Excerpt:
22–28 May 2022
La Biodola - Isola d'Elba (Italy)
Europe/Rome timezone
submission of the proceedings for the PM2021 has been postponed to July 31, 2022

Qub-IT: Quantum sensing with superconducting qubits for fundamental physics

Speaker

Danilo Labranca (Istituto Nazionale di Fisica Nucleare)

Description

Quantum sensing is a rapidly growing field of research which is already improving sensitivity in fundamental physics experiments. The ability to control quantum devices to measure physical quantities received a major boost from superconducting qubits and the improved capacity in engineering and fabricating this type of devices. Superconducting qubits have already been successfully applied in the detection of single photons via Quantum Non-Demolition (QND) measurements: this technique enables to perform multiple measurements of the same single photon improving sensitivity and reducing the dark counts rate. The goal of the Qub-IT project is to realize an itinerant single-photon counter exploiting QND measurements and entangled qubits, in order to surpass current devices in terms of efficiency and low dark-count rates. Such a detector has direct applications in Axion dark-matter experiments (such as QUAX), which require the photon to travel along a transmission line before being measured. For the Axion to interact, large magnetic fields are needed, therefore the superconducting device should be placed far from the interaction region.

Supplied entries:

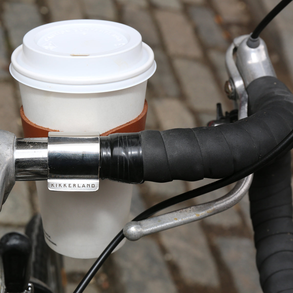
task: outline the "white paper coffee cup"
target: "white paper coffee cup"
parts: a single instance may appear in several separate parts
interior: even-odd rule
[[[137,31],[91,20],[30,31],[10,67],[31,122],[60,131],[100,133],[140,114],[147,80],[155,69],[153,52]],[[46,241],[59,253],[97,257],[129,219],[130,185],[104,180],[94,193],[61,193],[49,191],[46,182],[37,184]]]

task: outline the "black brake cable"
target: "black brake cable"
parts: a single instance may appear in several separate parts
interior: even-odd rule
[[[283,152],[293,146],[293,130],[282,142],[261,159],[250,166],[234,174],[195,189],[176,195],[151,207],[136,217],[132,221],[146,219],[164,209],[182,202],[202,195],[231,184],[248,176],[263,167]],[[124,238],[122,230],[114,238],[90,269],[74,290],[74,293],[82,293],[108,257]]]
[[[273,18],[283,10],[292,0],[282,0],[272,10],[260,23],[251,34],[252,39],[257,39],[263,30],[272,20]]]

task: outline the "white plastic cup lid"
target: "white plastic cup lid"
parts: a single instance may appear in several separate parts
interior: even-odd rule
[[[11,57],[16,80],[33,88],[69,93],[126,88],[156,70],[151,49],[140,34],[105,21],[65,21],[41,25],[23,37]]]

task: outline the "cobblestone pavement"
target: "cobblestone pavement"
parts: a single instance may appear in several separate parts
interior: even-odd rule
[[[203,126],[216,103],[231,105],[222,90],[225,52],[233,38],[250,33],[277,0],[7,0],[1,3],[0,128],[22,137],[16,83],[10,57],[30,30],[51,21],[77,18],[123,23],[136,29],[153,50],[156,73],[148,84],[146,128]],[[270,25],[267,41],[277,74],[292,88],[293,4]],[[211,181],[145,182],[135,186],[132,214]],[[190,201],[214,199],[226,188]],[[180,206],[183,206],[181,205]],[[0,213],[0,234],[23,231],[38,209],[33,183],[17,182]],[[111,255],[88,293],[261,292],[246,196],[218,215],[127,242]],[[65,258],[72,292],[93,260]]]

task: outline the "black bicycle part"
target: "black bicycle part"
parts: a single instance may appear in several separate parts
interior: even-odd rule
[[[234,123],[238,120],[238,110],[234,109],[230,112],[226,111],[224,115],[222,109],[222,104],[221,103],[217,103],[216,119],[208,122],[207,126],[210,127],[217,126],[220,124]]]
[[[49,289],[53,293],[64,293],[65,276],[62,257],[46,243],[39,214],[32,218],[26,227],[25,233],[30,239],[33,248],[33,278],[30,281],[35,292],[45,293]]]
[[[28,238],[16,232],[6,234],[0,240],[6,291],[23,292],[30,275],[32,245]]]
[[[256,172],[249,190],[256,264],[265,293],[293,288],[291,161],[288,153]]]
[[[292,0],[282,0],[271,11],[255,28],[251,36],[252,39],[257,39],[263,29]]]
[[[227,177],[253,164],[293,129],[293,95],[272,76],[254,81],[247,90],[251,115],[233,123],[101,137],[108,144],[100,145],[102,178],[195,181]]]
[[[279,156],[283,156],[293,147],[293,130],[270,152],[253,165],[249,166],[232,175],[196,189],[176,195],[160,202],[146,210],[136,217],[134,221],[140,221],[151,217],[162,209],[186,200],[221,188],[246,177],[263,168]],[[74,293],[82,293],[108,257],[123,240],[123,230],[120,231],[90,269],[74,290]]]
[[[137,133],[100,137],[100,178],[133,184],[143,182],[140,138]]]

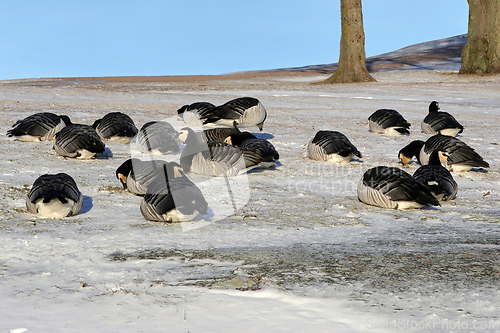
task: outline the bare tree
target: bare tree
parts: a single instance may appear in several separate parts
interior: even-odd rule
[[[500,73],[500,1],[467,0],[469,34],[460,74]]]
[[[339,64],[325,83],[372,82],[366,69],[365,32],[361,0],[340,0],[342,36]]]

Requirements:
1 - How many lines of the records contain the string "task", counting only matches with the same case? Give only the number.
2 - Can you continue the quantum sensing abstract, starting after its last sentence?

Answers for the exercise:
1 - 6

2 -
In this contribution we present the design and simulation of the first superconducting device consisting of a transmon qubit coupled to a resonator which is being performed with Qiskit-Metal (IBM): this Python package provides a user-friendly toolkit for chip prototyping and simulation. Qiskit-Metal comes with different simulations to extract the circuit Hamiltonian parameters, such as resonant frequencies, anharmonicity and qubit-resonator couplings as well as an estimation for the qubit decay time ($T_{1}$). The Lumped Oscillator Model (LOM) and the Energy Participation Ratio (EPR) analyses exploit Ansys Q3D and Ansys HFSS to perform electromagnetic simulations, before calculating the Hamiltonian of the circuit.
The simulation phase is fundamental in order to tune each parameter of the chip design to obtain the desired Hamiltonian before moving to the manufacturing stage.

Collaboration Qub-IT

Primary author

Danilo Labranca (Istituto Nazionale di Fisica Nucleare)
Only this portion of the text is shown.